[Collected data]
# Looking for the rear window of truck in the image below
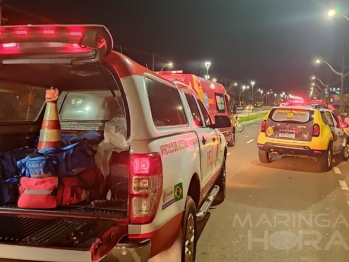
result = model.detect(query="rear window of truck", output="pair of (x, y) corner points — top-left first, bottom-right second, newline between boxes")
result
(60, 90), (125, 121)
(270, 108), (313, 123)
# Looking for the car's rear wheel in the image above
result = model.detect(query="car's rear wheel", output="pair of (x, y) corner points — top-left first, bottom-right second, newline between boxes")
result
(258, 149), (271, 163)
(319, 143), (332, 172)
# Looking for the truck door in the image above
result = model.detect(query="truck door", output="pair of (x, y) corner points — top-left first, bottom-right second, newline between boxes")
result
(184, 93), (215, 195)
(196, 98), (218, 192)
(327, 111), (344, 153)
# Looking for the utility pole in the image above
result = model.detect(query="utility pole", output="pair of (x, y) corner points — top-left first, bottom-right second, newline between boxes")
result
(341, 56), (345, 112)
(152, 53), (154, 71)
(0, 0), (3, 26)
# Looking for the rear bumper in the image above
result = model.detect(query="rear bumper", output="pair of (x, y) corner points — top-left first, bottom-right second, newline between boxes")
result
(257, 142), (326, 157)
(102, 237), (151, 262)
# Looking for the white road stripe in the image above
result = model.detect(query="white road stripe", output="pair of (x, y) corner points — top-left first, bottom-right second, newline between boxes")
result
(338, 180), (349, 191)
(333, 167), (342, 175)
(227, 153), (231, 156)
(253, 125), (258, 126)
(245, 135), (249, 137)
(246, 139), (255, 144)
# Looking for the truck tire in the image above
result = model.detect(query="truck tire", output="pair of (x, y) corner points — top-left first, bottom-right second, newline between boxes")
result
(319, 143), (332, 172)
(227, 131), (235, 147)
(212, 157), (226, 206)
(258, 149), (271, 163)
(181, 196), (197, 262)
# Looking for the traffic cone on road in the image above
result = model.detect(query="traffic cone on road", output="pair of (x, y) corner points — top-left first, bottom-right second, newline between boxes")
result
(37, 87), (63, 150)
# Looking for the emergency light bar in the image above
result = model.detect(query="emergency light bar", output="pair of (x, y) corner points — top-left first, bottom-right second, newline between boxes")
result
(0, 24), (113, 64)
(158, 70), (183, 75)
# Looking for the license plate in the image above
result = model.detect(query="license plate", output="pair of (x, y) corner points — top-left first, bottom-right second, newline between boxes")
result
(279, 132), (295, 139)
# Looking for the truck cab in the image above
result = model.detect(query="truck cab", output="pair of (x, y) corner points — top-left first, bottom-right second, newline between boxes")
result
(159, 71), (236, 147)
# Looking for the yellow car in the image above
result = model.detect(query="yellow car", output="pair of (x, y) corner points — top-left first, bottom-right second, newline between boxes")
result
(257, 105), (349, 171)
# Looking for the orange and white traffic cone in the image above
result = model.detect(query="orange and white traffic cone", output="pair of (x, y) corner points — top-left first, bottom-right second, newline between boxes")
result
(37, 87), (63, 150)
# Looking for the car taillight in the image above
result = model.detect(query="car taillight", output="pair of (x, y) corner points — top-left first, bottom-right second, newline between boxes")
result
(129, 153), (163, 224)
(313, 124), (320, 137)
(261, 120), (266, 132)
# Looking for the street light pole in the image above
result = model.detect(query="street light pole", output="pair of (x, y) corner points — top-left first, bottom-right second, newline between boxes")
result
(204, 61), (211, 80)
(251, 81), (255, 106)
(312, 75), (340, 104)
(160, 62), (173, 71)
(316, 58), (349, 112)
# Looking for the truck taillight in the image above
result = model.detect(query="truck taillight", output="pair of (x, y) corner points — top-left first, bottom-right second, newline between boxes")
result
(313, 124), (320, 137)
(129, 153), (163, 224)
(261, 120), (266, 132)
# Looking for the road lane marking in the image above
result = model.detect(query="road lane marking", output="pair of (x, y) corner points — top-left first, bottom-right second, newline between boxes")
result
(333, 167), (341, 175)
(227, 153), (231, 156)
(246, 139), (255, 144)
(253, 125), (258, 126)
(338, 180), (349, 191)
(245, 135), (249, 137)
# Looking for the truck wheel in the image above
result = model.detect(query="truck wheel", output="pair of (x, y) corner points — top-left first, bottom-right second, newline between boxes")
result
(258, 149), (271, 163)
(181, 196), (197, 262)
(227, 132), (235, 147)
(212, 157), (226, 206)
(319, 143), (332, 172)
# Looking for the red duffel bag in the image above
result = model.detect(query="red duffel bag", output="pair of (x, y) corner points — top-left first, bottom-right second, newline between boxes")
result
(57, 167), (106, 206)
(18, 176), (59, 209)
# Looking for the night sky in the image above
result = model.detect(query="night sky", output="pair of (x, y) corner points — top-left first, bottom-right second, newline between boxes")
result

WHAT TO PRODUCE —
Your answer must be an exact repeat of the records above, with no pictures in it.

TASK RESPONSE —
# Looking for the rear window of truck in the image below
result = model.detect(query="rear window of truck", output="pair of (x, y) corner points — top-left first, bottom-right second, newline between boxes")
result
(60, 90), (125, 121)
(270, 108), (313, 123)
# Looking for the car's rear wheel in the image above
result = model.detect(query="car's rear wheel", output="pair of (x, y) corner points — top-left first, bottom-right second, newline between boxes")
result
(258, 149), (271, 163)
(319, 143), (332, 172)
# Looking for the truck door in the image above
result = model.detect(query="truck door", output="pair of (x, y) corner points — top-left first, bottom-right second, newline between boxes")
result
(184, 93), (215, 195)
(196, 98), (218, 192)
(327, 111), (344, 153)
# Looking for the utility pole in the image above
result = model.detect(query="utility pole", output="pair of (x, y) corner points — top-left first, bottom-right second, newline between boxes")
result
(341, 56), (345, 112)
(152, 53), (154, 71)
(0, 0), (3, 26)
# Looking for the rear bumper in the image above
result = model.detect(query="rear bumper", output="pair of (x, y) corner points — top-left first, bottom-right second, newline between boxes")
result
(257, 142), (326, 157)
(102, 237), (151, 262)
# Looking for the white road stripe in the image above
result = model.detect(query="white road stripe", output="pair of (x, y) corner points — top-left first, bottom-right second, newline between boxes")
result
(338, 180), (349, 191)
(333, 167), (342, 175)
(227, 153), (231, 156)
(253, 125), (258, 126)
(245, 135), (249, 137)
(246, 139), (255, 144)
# Looking for the truck tire in the image above
result = model.detect(query="truck tire", output="pair of (x, y) corner points — top-left first, bottom-right second, newline between boxes")
result
(319, 143), (332, 172)
(227, 131), (235, 147)
(212, 157), (226, 206)
(258, 149), (271, 163)
(181, 196), (197, 262)
# Looking for the traffic cone on road in the image above
result = model.detect(query="traffic cone on road", output="pair of (x, y) corner points — top-left first, bottom-right second, newline between boxes")
result
(37, 87), (63, 150)
# Looking for the emergency light bar in the image above
result = model.detect(query="emergency light bar", output="pair of (x, y) corner points — top-left first, bottom-right second, newline between boxes")
result
(0, 24), (113, 64)
(158, 70), (183, 75)
# Looking for the license plate in the image above
result = model.detect(query="license plate", output="pair of (x, y) corner points — top-left first, bottom-right second, newline between boxes")
result
(279, 132), (295, 139)
# Looking for the truck cab in the image above
result = model.detect(query="truck cab", output="pair of (x, y) corner points — top-left first, bottom-right second, newline between boxes")
result
(159, 71), (236, 147)
# Looking for the yellow car in the image above
result = model.detect(query="yellow car", output="pair of (x, y) corner points — top-left first, bottom-right second, newline between boxes")
result
(257, 105), (349, 171)
# Looking for the orange and white traffic cone in the image above
result = model.detect(query="orange and white traffic cone", output="pair of (x, y) corner points — top-left first, bottom-right second, newline between boxes")
result
(37, 87), (63, 150)
# Looking for the car taillight in the image above
result = model.detect(query="car taillight", output="pair of (x, y) corner points — top-left first, bottom-right second, newline between boxes")
result
(129, 153), (163, 224)
(313, 124), (320, 137)
(261, 120), (266, 132)
# Looking for the street light pole in the image above
result = model.detect(query="street light pole", output="pair of (x, y) corner points — top-left first, bottom-right second, newline between boxes")
result
(204, 61), (211, 80)
(251, 81), (255, 106)
(312, 75), (340, 104)
(160, 62), (173, 71)
(316, 58), (349, 112)
# Looking for the truck taillight in the image above
result = model.detect(query="truck taillight", output="pair of (x, y) corner points — top-left first, bottom-right second, newline between boxes")
result
(313, 124), (320, 137)
(129, 153), (163, 224)
(261, 120), (266, 132)
# Looking for the road lane marking in the image above
result = model.detect(query="road lane marking", output="pair of (x, y) corner points — top-left first, bottom-right second, newline between boxes")
result
(333, 167), (341, 175)
(227, 153), (231, 156)
(246, 139), (255, 144)
(253, 125), (258, 126)
(338, 180), (349, 191)
(245, 135), (249, 137)
# Looking for the truck wheel in the image above
result = model.detect(query="truck wheel", output="pair of (x, y) corner points — top-left first, bottom-right second, newline between boxes")
result
(258, 149), (271, 163)
(181, 196), (197, 262)
(227, 132), (235, 147)
(212, 157), (226, 206)
(319, 143), (332, 172)
# Looking for the red duffel bag in the image above
result = model.detect(query="red duffel bag", output="pair of (x, y) corner points — top-left first, bottom-right second, newline between boxes")
result
(57, 167), (106, 206)
(18, 176), (59, 209)
# Looking for the night sky in the image above
result = model.detect(query="night sky", output="pair of (x, y) corner points — top-left first, bottom-right second, newline between boxes")
result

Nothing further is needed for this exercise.